◆ Seu objetivo:
Reescreva todas as linhas das entradas abaixo como uma lista numerada, deixando de fora as linhas em branco.

----------------

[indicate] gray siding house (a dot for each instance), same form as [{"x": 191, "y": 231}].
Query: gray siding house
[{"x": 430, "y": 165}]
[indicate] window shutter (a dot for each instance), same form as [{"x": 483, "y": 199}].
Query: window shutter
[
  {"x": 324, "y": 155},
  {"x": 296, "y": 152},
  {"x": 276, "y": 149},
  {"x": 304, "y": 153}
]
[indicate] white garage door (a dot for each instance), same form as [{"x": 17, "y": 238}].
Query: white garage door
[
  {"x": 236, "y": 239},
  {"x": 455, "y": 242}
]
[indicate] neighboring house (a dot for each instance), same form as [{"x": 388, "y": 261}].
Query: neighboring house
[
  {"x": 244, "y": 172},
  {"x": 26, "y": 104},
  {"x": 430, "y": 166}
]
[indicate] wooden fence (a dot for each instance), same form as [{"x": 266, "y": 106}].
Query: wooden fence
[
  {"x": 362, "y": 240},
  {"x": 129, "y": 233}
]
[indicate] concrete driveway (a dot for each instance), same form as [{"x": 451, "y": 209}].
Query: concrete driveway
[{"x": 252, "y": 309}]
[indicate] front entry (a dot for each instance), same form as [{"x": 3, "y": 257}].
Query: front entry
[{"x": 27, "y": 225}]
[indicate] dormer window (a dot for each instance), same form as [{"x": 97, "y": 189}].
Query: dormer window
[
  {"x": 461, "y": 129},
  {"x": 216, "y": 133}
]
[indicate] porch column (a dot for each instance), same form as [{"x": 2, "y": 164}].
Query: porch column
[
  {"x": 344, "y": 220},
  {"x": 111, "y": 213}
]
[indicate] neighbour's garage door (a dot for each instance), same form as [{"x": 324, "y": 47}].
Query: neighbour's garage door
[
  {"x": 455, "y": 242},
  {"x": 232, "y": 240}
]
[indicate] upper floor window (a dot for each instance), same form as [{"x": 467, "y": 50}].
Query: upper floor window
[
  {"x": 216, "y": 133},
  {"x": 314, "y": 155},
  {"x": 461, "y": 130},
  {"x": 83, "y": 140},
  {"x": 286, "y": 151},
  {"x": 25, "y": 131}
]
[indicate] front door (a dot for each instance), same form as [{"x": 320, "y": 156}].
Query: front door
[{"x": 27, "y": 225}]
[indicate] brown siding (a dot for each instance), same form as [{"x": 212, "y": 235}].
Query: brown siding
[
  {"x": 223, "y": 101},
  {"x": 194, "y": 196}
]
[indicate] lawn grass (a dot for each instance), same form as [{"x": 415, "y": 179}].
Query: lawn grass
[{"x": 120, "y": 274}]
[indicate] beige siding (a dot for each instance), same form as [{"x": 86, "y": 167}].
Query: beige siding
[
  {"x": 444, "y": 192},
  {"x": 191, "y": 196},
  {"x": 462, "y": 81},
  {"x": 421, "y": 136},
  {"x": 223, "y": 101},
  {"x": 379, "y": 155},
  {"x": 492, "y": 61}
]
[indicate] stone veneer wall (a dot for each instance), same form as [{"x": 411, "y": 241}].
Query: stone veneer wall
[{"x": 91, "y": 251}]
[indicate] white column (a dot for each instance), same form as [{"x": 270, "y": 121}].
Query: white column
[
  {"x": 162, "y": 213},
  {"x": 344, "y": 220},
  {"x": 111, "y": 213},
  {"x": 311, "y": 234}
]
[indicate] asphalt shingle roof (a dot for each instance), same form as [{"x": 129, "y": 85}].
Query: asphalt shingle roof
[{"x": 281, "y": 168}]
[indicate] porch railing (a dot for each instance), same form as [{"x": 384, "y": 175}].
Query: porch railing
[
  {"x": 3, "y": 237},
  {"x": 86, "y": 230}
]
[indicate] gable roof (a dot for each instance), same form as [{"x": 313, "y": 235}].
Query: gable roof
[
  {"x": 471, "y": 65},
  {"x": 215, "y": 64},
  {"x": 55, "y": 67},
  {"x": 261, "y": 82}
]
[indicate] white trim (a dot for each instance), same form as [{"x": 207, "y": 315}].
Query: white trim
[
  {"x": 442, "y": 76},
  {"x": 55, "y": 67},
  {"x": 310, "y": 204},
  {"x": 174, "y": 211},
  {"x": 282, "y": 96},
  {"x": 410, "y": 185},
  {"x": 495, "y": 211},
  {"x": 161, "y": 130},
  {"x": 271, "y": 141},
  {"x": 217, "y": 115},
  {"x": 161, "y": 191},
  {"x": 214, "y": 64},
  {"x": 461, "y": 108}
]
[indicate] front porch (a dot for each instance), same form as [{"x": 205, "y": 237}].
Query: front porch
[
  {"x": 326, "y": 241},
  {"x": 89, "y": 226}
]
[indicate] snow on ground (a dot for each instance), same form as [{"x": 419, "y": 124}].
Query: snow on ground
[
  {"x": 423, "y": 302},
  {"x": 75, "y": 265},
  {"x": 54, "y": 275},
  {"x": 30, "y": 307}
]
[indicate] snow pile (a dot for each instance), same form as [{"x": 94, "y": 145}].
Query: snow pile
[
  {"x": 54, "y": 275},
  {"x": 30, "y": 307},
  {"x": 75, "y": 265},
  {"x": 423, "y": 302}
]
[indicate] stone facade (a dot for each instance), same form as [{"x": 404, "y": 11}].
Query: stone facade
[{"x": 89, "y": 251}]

----------------

◆ Resposta escrita:
1. [indicate] gray siding house (a dot for each instance), same form as [{"x": 191, "y": 231}].
2. Query: gray siding house
3. [{"x": 430, "y": 165}]
4. [indicate] window shutter (a dot for each instance), same form as [{"x": 483, "y": 199}].
5. Query: window shutter
6. [
7.   {"x": 324, "y": 155},
8.   {"x": 296, "y": 152},
9.   {"x": 276, "y": 149},
10.   {"x": 304, "y": 153}
11. ]
12. [indicate] white garage door (a dot for each instance), same form as [{"x": 17, "y": 238}].
13. Query: white garage door
14. [
15.   {"x": 236, "y": 239},
16.   {"x": 455, "y": 242}
17. ]
18. [indicate] neighboring house (a dot for each instance), same form as [{"x": 388, "y": 261}].
19. Query: neighboring house
20. [
21.   {"x": 244, "y": 172},
22.   {"x": 26, "y": 104},
23.   {"x": 430, "y": 166}
24. ]
25. [indicate] wooden fence (a dot for each instance), same form as [{"x": 266, "y": 106}].
26. Query: wooden fence
27. [
28.   {"x": 362, "y": 240},
29.   {"x": 129, "y": 233}
30. ]
31. [indicate] concrete driveway (a dot for each instance), same form as [{"x": 451, "y": 209}].
32. Query: concrete driveway
33. [{"x": 252, "y": 309}]
34. [indicate] front entry (a dot for each instance), same form as [{"x": 3, "y": 257}].
35. Query: front entry
36. [{"x": 27, "y": 225}]
37. [indicate] dormer window (a dot for each instance), same form as [{"x": 97, "y": 189}].
38. Query: dormer window
39. [
40.   {"x": 461, "y": 129},
41.   {"x": 216, "y": 133}
42. ]
43. [indicate] porch column (a dot for each instance), same form as [{"x": 2, "y": 164}].
44. Query: porch column
45. [
46.   {"x": 344, "y": 220},
47.   {"x": 111, "y": 213}
48. ]
49. [indicate] neighbour's garage door (a dot for each instance), same form as [{"x": 324, "y": 47}].
50. Query: neighbour's garage door
51. [
52.   {"x": 455, "y": 242},
53.   {"x": 232, "y": 240}
54. ]
55. [indicate] upper floor window (a dot for each instance), same form as [{"x": 467, "y": 50}].
56. Query: upper floor window
57. [
58.   {"x": 216, "y": 133},
59.   {"x": 314, "y": 155},
60.   {"x": 461, "y": 130},
61.   {"x": 83, "y": 140},
62.   {"x": 286, "y": 151},
63.   {"x": 25, "y": 131}
64. ]
65. [indicate] front door (a dot for each instance), same form as [{"x": 320, "y": 156}].
66. Query: front door
67. [{"x": 27, "y": 225}]
68. [indicate] brown siding (a dot for each instance), same form as [{"x": 212, "y": 235}].
69. Query: brown siding
70. [
71.   {"x": 223, "y": 101},
72.   {"x": 194, "y": 196}
73. ]
74. [indicate] lawn grass (a dot for each instance), same form as [{"x": 415, "y": 179}].
75. Query: lawn grass
76. [{"x": 120, "y": 274}]
77. [indicate] beige siding (a dot for each instance), same form as [{"x": 86, "y": 167}].
78. Query: beige siding
79. [
80.   {"x": 444, "y": 192},
81.   {"x": 191, "y": 196},
82.   {"x": 462, "y": 81},
83.   {"x": 421, "y": 136},
84.   {"x": 223, "y": 101},
85.   {"x": 379, "y": 155},
86.   {"x": 492, "y": 61}
87. ]
88. [indicate] stone veneer wall (a dot for each instance), same form as [{"x": 411, "y": 241}].
89. Query: stone veneer wall
90. [{"x": 91, "y": 251}]
91. [indicate] white column (a dot for each instance), same form as [{"x": 270, "y": 121}].
92. Query: white column
93. [
94.   {"x": 162, "y": 213},
95.   {"x": 344, "y": 220},
96.   {"x": 111, "y": 213},
97.   {"x": 311, "y": 234}
98. ]
99. [indicate] asphalt shingle roof (a dot for each instance), same form as [{"x": 129, "y": 85}].
100. Query: asphalt shingle roof
101. [{"x": 281, "y": 168}]
102. [indicate] porch railing (a dot for each instance), same form as [{"x": 384, "y": 175}].
103. Query: porch railing
104. [
105.   {"x": 3, "y": 237},
106.   {"x": 86, "y": 230}
107. ]
108. [indicate] gable roof (a dot for each instance), same form as [{"x": 313, "y": 235}].
109. Query: gable roof
110. [
111.   {"x": 471, "y": 65},
112.   {"x": 215, "y": 64},
113.   {"x": 55, "y": 67},
114.   {"x": 261, "y": 82}
115. ]
116. [indicate] white trim (a dot for each instance), same form as [{"x": 207, "y": 315}].
117. Query: white trim
118. [
119.   {"x": 442, "y": 76},
120.   {"x": 55, "y": 67},
121.   {"x": 310, "y": 204},
122.   {"x": 174, "y": 211},
123.   {"x": 282, "y": 96},
124.   {"x": 410, "y": 185},
125.   {"x": 495, "y": 211},
126.   {"x": 161, "y": 130},
127.   {"x": 271, "y": 141},
128.   {"x": 217, "y": 115},
129.   {"x": 161, "y": 191},
130.   {"x": 214, "y": 64},
131.   {"x": 461, "y": 108}
132. ]
133. [indicate] front porch (a dot for each instance), same form as [{"x": 205, "y": 237}].
134. Query: front porch
135. [
136.   {"x": 326, "y": 241},
137.   {"x": 89, "y": 226}
138. ]
139. [indicate] snow on ground (a dot for each instance), same form as [{"x": 419, "y": 124}].
140. Query: snow on ground
141. [
142.   {"x": 423, "y": 302},
143.   {"x": 75, "y": 265},
144.   {"x": 54, "y": 275},
145.   {"x": 30, "y": 307}
146. ]
147. [indicate] snow pile (a dot for each instance), same form as [{"x": 94, "y": 145}].
148. Query: snow pile
149. [
150.   {"x": 54, "y": 275},
151.   {"x": 30, "y": 307},
152.   {"x": 75, "y": 265},
153.   {"x": 423, "y": 302}
154. ]
155. [indicate] stone facade (a dot for each instance), same form as [{"x": 404, "y": 11}].
156. Query: stone facade
157. [{"x": 89, "y": 251}]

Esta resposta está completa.